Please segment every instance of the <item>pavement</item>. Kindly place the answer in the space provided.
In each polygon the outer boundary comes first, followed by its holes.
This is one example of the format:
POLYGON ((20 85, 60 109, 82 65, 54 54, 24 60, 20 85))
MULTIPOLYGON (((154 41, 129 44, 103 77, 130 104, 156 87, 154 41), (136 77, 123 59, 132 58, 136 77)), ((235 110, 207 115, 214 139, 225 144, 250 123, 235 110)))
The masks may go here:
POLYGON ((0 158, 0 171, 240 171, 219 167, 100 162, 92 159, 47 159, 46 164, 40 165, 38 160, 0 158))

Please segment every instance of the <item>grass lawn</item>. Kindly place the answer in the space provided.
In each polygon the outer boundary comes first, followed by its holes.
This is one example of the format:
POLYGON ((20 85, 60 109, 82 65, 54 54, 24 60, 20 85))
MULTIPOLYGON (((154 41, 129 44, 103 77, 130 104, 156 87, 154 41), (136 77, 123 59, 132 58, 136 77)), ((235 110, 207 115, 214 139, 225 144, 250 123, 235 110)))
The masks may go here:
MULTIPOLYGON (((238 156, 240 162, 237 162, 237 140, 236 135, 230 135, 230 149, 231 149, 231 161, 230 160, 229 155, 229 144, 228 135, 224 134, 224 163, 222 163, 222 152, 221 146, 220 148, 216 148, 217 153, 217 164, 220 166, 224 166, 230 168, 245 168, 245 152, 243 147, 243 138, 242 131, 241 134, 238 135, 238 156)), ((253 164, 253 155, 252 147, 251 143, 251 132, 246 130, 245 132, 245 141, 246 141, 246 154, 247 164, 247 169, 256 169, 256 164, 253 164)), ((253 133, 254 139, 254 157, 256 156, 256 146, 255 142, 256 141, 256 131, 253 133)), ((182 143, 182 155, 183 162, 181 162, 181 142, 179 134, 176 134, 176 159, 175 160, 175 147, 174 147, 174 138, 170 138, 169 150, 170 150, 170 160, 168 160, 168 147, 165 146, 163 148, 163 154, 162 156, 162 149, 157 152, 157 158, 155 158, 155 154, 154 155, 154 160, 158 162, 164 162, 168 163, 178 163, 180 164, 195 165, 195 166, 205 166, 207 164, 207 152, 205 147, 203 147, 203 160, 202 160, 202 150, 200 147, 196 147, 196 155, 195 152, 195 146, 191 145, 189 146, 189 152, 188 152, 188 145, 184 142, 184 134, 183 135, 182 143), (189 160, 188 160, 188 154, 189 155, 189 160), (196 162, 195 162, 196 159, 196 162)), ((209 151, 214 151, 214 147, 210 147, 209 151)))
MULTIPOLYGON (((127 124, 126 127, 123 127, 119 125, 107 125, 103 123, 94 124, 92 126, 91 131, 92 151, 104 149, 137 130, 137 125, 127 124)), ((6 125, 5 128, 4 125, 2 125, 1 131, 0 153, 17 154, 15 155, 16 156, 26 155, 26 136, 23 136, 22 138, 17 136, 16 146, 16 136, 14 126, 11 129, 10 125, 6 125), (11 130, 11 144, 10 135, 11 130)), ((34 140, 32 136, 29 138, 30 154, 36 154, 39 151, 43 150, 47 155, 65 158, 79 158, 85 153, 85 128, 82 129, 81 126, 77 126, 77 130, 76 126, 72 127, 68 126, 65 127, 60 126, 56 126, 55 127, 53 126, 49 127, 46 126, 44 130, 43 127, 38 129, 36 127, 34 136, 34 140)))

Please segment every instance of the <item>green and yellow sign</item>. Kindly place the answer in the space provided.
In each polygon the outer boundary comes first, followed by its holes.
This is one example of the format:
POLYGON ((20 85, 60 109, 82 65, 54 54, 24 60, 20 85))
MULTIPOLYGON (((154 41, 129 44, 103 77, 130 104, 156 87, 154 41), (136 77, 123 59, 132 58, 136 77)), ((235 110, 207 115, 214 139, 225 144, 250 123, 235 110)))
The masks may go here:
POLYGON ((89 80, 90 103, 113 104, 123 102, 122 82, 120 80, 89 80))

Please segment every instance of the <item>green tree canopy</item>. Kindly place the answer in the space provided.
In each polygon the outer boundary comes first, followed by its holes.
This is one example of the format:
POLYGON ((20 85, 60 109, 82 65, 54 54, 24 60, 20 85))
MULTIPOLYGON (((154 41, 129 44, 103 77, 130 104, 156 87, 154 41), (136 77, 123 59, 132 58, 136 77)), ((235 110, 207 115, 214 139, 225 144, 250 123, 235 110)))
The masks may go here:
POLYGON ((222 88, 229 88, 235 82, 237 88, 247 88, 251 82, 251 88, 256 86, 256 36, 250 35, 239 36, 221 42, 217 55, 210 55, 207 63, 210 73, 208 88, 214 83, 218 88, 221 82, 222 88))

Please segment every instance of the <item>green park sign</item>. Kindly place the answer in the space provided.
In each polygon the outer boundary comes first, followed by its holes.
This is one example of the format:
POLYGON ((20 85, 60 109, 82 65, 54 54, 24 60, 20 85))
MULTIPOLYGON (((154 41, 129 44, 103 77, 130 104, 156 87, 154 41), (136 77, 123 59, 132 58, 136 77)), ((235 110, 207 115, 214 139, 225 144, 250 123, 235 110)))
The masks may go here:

========================

*AIM OF THE TASK:*
Give all of the material above as a JSON list of strings, one string per line, with blank lines omitted.

*IN RESPONSE:*
[
  "Please segment every instance of the <item>pavement</item>. Kindly place the answer in the space provided.",
  "In each polygon the outer boundary comes first, followed by its holes.",
  "This is one example of the format:",
  "POLYGON ((20 85, 60 109, 82 65, 54 54, 24 60, 20 85))",
  "MULTIPOLYGON (((154 41, 129 44, 103 77, 130 104, 156 87, 154 41), (136 77, 123 59, 132 58, 136 77)), ((235 110, 207 115, 214 139, 225 144, 250 123, 235 110)))",
  "The masks may go here:",
  "POLYGON ((0 158, 0 171, 240 171, 219 167, 100 162, 92 159, 47 159, 46 164, 40 165, 38 160, 0 158))",
  "Please segment every instance of the <item>grass lawn</item>. Kindly place the answer in the space provided.",
  "In each polygon the outer boundary comes first, followed by its holes.",
  "This is one example of the format:",
  "POLYGON ((20 85, 60 109, 82 65, 54 54, 24 60, 20 85))",
  "MULTIPOLYGON (((154 41, 129 44, 103 77, 130 104, 156 87, 154 41), (136 77, 123 59, 132 58, 136 77)), ((235 110, 207 115, 214 139, 225 144, 250 123, 235 110)))",
  "The masks may go here:",
  "MULTIPOLYGON (((238 156, 240 162, 237 162, 237 140, 236 135, 230 135, 230 149, 231 149, 231 161, 230 160, 229 155, 229 144, 228 135, 224 134, 224 163, 222 163, 222 152, 221 146, 220 148, 216 148, 217 153, 217 164, 220 166, 224 166, 230 168, 245 168, 245 152, 243 147, 243 138, 242 131, 241 134, 238 135, 238 156)), ((253 164, 253 155, 252 147, 251 143, 251 132, 246 130, 245 132, 245 141, 246 141, 246 154, 247 164, 247 169, 256 169, 256 164, 253 164)), ((253 133, 254 139, 254 157, 256 156, 256 146, 255 142, 256 141, 256 131, 253 133)), ((182 143, 182 155, 183 162, 181 162, 181 142, 179 134, 176 134, 176 159, 175 160, 175 147, 174 147, 174 138, 170 138, 169 150, 170 150, 170 160, 168 160, 168 147, 165 146, 163 148, 163 154, 162 156, 162 149, 157 152, 157 158, 155 158, 155 154, 154 155, 154 160, 158 162, 164 162, 168 163, 178 163, 180 164, 195 165, 195 166, 205 166, 207 164, 207 152, 205 147, 203 147, 203 160, 202 160, 202 150, 200 147, 196 147, 196 155, 195 152, 195 146, 191 145, 189 146, 189 152, 188 152, 188 145, 184 142, 184 134, 183 135, 182 143), (189 160, 188 160, 188 154, 189 155, 189 160), (196 162, 195 162, 196 159, 196 162)), ((209 151, 214 151, 214 147, 210 147, 209 151)))",
  "MULTIPOLYGON (((127 124, 126 127, 123 127, 119 125, 107 125, 103 123, 94 124, 92 126, 91 131, 92 151, 104 149, 137 130, 137 125, 127 124)), ((6 125, 5 128, 4 125, 2 125, 1 131, 0 153, 17 154, 15 155, 16 156, 26 155, 26 136, 23 136, 22 138, 17 136, 16 146, 16 136, 14 126, 11 129, 10 125, 6 125), (11 130, 11 144, 10 135, 11 130)), ((34 140, 32 136, 29 138, 30 154, 36 154, 39 151, 43 150, 47 155, 65 158, 79 158, 85 153, 85 128, 82 129, 81 126, 77 126, 77 130, 76 126, 72 127, 68 126, 65 127, 60 126, 56 126, 55 127, 53 126, 49 127, 46 126, 44 130, 43 127, 38 129, 36 127, 34 136, 34 140)))",
  "Please segment every instance of the <item>green and yellow sign</item>. Kindly place the answer in the space provided.",
  "In each polygon the outer boundary comes first, followed by its holes.",
  "This is one example of the format:",
  "POLYGON ((20 85, 60 109, 82 65, 54 54, 24 60, 20 85))",
  "MULTIPOLYGON (((154 41, 129 44, 103 77, 130 104, 156 87, 154 41), (136 77, 123 59, 132 58, 136 77)), ((235 110, 207 115, 214 139, 225 144, 250 123, 235 110)))",
  "The masks may go here:",
  "POLYGON ((89 80, 90 103, 113 104, 123 102, 122 82, 120 80, 89 80))",
  "Please segment every instance of the <item>green tree canopy</item>. Kindly place the answer in the space provided.",
  "In each polygon the outer boundary comes first, followed by its holes.",
  "This is one example of the format:",
  "POLYGON ((20 85, 60 109, 82 65, 54 54, 24 60, 20 85))",
  "MULTIPOLYGON (((154 41, 129 44, 103 77, 130 104, 156 87, 154 41), (136 77, 123 59, 132 58, 136 77)), ((235 110, 207 115, 214 139, 225 144, 250 123, 235 110)))",
  "The masks may go here:",
  "POLYGON ((222 88, 229 88, 235 82, 237 88, 247 88, 251 82, 251 88, 256 86, 256 36, 250 35, 239 36, 221 42, 217 55, 210 55, 207 63, 210 73, 208 88, 214 83, 218 88, 221 82, 222 88))",
  "Please segment every instance of the <item>green park sign</item>. Kindly place the answer in the space provided.",
  "In each polygon the outer boundary comes first, followed by its holes.",
  "This is one example of the format:",
  "POLYGON ((20 85, 60 109, 82 65, 54 54, 24 60, 20 85))",
  "MULTIPOLYGON (((154 41, 129 44, 103 77, 130 104, 156 87, 154 41), (136 77, 123 59, 132 58, 136 77)), ((235 110, 207 115, 214 139, 225 144, 250 123, 235 110)))",
  "The masks may go here:"
]